Eating disorders often come hand in hand with feelings such as shame and uneasiness. Suffering from disordered eating is nothing to be ashamed or embarrassed of. However, the reason for feelings of discomfort and hesitancy in speaking about this mental illness often stems from a lack of education, awareness and understanding.
Eating Disorder Facts:
– The most common form of eating disorder (ED) is Binge Eating Disorder;
– Most people who suffer from an ED are of a normal, healthy weight;
– Both men and women of different ethnicities, social standing, age and sexual orientation can be affected;
– Eating disorders have the highest mortality rate of all mental illnesses due to suicide;
– There is Anorexia, Bulimia, Diabulimia and Eating Disorder Not Otherwise Specified (EDNOS);
– Celebrities such as Elton John, Demi Lovato, Oprah Winfrey and Lady Gaga amongst others have also suffered from an ED.
Having suffered from disordered eating for most of my life, I have come to realise that an important part of being on the path to recovery and healing, is honesty and connecting with others who understand.

=== SUPPLIED ENTRIES ===

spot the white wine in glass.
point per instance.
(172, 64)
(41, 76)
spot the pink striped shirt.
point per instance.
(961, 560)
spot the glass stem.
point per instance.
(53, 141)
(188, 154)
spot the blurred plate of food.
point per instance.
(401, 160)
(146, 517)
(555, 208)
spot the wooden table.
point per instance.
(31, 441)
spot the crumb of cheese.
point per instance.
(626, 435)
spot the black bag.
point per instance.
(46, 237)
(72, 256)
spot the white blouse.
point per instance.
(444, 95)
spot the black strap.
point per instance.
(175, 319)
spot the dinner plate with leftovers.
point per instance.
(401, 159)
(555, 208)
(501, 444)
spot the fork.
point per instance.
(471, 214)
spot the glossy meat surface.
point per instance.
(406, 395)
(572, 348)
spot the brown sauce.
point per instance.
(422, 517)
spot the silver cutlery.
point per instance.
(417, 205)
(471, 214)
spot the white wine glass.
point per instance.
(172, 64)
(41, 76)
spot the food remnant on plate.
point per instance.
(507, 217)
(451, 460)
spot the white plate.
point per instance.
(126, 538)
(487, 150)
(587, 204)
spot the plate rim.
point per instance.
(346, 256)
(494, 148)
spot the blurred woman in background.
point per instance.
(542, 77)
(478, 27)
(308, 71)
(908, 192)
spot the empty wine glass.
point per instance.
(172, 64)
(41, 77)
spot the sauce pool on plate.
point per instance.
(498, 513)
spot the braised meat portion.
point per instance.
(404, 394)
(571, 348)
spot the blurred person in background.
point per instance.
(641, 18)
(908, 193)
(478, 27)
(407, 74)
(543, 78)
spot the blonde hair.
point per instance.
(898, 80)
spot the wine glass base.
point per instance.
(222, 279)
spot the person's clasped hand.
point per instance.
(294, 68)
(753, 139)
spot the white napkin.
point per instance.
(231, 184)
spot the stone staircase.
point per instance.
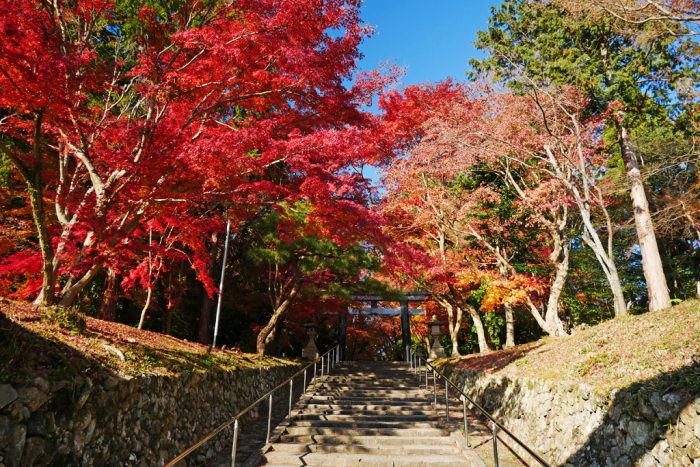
(367, 413)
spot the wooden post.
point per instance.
(405, 328)
(342, 332)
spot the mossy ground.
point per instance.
(612, 355)
(36, 342)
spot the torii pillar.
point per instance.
(405, 329)
(342, 332)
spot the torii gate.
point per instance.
(404, 311)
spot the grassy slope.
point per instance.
(611, 355)
(32, 345)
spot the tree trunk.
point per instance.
(207, 302)
(584, 201)
(267, 333)
(35, 187)
(72, 292)
(108, 308)
(553, 324)
(142, 319)
(453, 324)
(480, 332)
(657, 288)
(510, 325)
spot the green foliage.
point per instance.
(495, 326)
(597, 55)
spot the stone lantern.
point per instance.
(436, 351)
(310, 351)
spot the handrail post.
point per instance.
(494, 428)
(447, 402)
(466, 426)
(269, 419)
(235, 443)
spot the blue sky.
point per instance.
(431, 39)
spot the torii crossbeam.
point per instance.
(403, 310)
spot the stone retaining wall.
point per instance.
(571, 425)
(141, 421)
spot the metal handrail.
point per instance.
(415, 362)
(328, 361)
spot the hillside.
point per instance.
(611, 355)
(58, 344)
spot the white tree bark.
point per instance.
(657, 288)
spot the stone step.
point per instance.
(371, 392)
(366, 440)
(368, 417)
(402, 432)
(316, 398)
(386, 450)
(384, 405)
(342, 424)
(354, 459)
(397, 411)
(365, 387)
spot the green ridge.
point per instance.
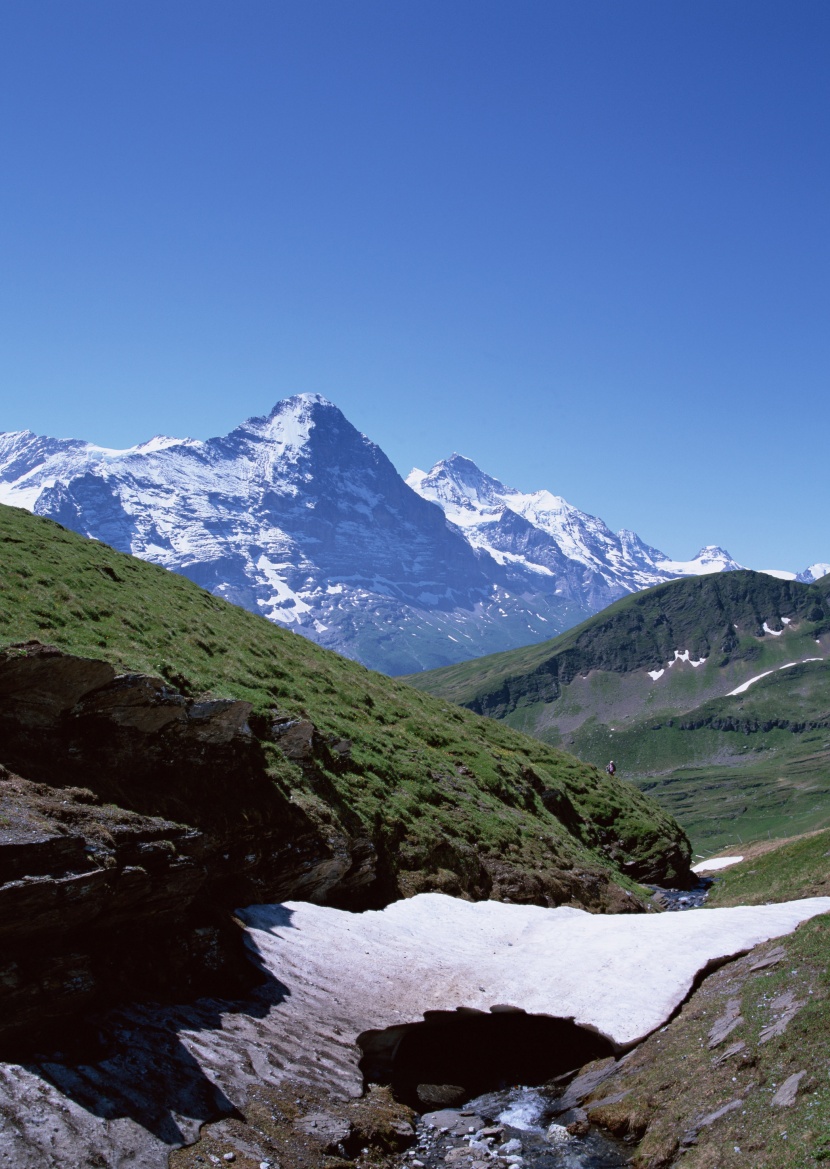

=== TASK DETAILS ===
Transcribe the passage of the eating disorders text starting with "Having suffered from" and going on through "others who understand.".

=== TASK SOLUTION ===
Having suffered from disordered eating for most of my life, I have come to realise that an important part of being on the path to recovery and healing, is honesty and connecting with others who understand.